▸ STATED TASK
Count the lines of the data below that contain the string "Query", treating uppercase and lowercase as different, and reply with only that number.

========

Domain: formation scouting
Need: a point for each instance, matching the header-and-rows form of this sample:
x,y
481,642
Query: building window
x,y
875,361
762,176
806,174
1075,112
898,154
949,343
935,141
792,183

========

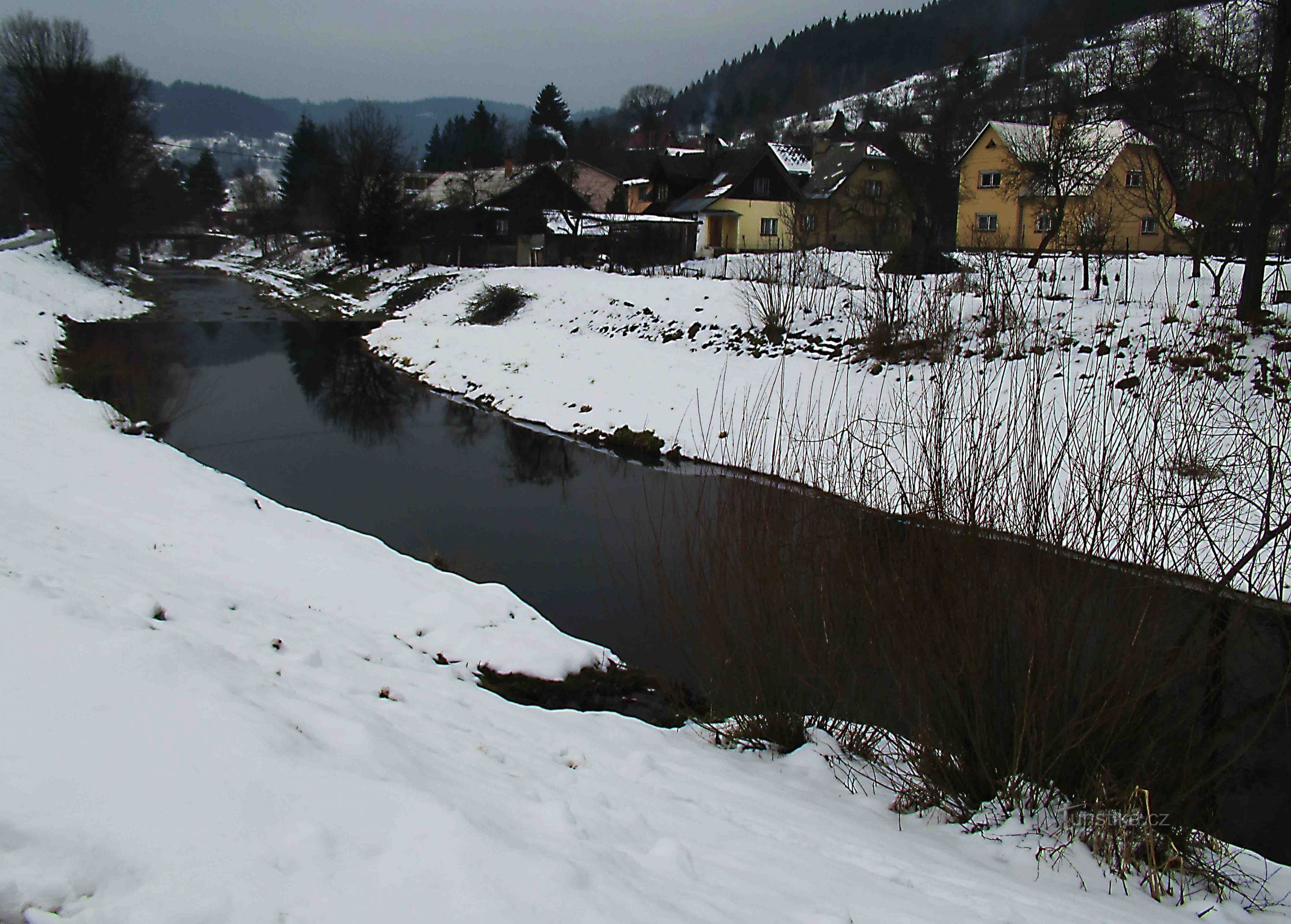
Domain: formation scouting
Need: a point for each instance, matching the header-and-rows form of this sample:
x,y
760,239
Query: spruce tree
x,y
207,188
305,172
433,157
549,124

========

▸ SOLUTION BELOW
2